Both the line with "Target: dried mud surface" and the line with "[(130, 593), (114, 180)]" in the records below must appear in the output, along with every line between them, exactly and with nothing added.
____ Input
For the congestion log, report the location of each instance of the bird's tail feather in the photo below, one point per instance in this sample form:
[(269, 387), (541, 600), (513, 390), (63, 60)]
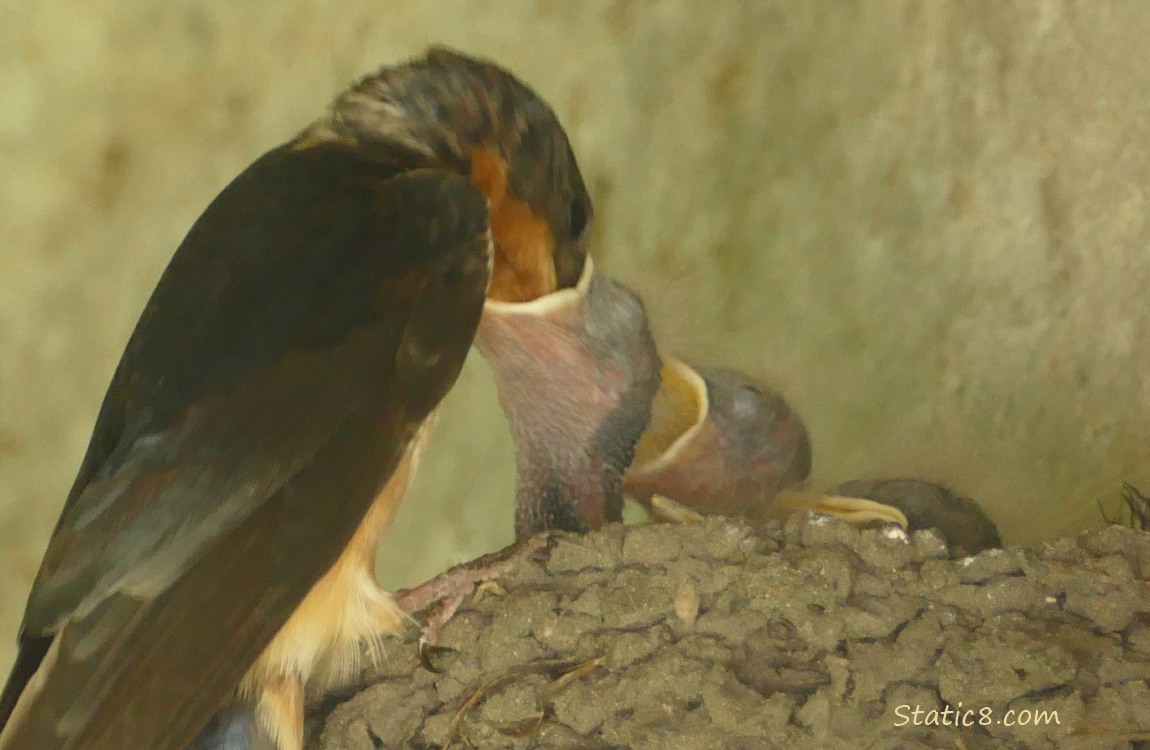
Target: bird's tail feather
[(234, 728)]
________
____ Input
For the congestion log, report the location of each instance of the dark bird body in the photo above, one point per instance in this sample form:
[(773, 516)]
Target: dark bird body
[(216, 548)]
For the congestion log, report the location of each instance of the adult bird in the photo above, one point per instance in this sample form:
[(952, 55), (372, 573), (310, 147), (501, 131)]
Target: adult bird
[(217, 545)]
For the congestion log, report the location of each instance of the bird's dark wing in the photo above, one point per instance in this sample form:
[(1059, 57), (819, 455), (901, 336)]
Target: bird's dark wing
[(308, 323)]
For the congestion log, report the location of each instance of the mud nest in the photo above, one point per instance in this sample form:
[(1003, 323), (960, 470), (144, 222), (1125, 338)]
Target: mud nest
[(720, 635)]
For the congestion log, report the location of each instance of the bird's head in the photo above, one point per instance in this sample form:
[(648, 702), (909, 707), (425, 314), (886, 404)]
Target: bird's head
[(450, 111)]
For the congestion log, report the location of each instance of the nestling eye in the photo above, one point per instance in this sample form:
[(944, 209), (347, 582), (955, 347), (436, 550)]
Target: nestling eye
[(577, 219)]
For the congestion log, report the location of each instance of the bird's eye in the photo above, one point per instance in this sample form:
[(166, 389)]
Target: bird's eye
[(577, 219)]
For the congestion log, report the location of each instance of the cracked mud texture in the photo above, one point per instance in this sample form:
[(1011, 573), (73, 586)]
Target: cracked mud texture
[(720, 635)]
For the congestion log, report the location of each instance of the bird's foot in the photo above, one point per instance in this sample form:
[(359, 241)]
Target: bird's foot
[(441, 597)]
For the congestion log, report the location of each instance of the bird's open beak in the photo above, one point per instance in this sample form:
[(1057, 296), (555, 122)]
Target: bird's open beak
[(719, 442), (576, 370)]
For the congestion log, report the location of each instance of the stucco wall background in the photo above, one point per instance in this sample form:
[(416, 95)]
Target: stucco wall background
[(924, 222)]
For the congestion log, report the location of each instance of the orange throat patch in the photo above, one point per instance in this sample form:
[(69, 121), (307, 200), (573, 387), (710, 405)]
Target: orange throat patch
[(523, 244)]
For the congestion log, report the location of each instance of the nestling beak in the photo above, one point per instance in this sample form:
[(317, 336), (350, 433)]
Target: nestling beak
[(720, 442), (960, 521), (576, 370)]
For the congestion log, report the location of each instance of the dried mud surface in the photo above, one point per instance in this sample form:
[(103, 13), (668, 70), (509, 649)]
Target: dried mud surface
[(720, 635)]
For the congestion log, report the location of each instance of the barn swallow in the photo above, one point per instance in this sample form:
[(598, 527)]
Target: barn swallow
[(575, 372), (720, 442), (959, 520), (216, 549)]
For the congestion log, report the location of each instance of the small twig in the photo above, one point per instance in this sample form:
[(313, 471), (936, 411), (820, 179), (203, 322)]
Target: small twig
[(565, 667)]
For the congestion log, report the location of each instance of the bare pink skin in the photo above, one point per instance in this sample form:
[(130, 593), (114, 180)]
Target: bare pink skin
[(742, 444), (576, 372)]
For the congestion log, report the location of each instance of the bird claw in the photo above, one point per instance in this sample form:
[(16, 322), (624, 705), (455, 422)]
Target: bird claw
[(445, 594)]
________
• Expected answer:
Target: dried mud surface
[(720, 635)]
For the congestion log, report the location of each instance of the barn swallow in the photo above, one point per instance in this sample form:
[(598, 527)]
Target: barn swallow
[(575, 372), (720, 442), (959, 520), (216, 549)]
For the congestion log, report the location of each instance of the small twig in the photo above, one point per instance in this sample form:
[(313, 471), (936, 411), (820, 179), (203, 322)]
Target: small twig
[(565, 667)]
For the congestion log, report the location of each instance of the bare pink skin in the photo above, one point per instance in this sample form:
[(130, 593), (114, 180)]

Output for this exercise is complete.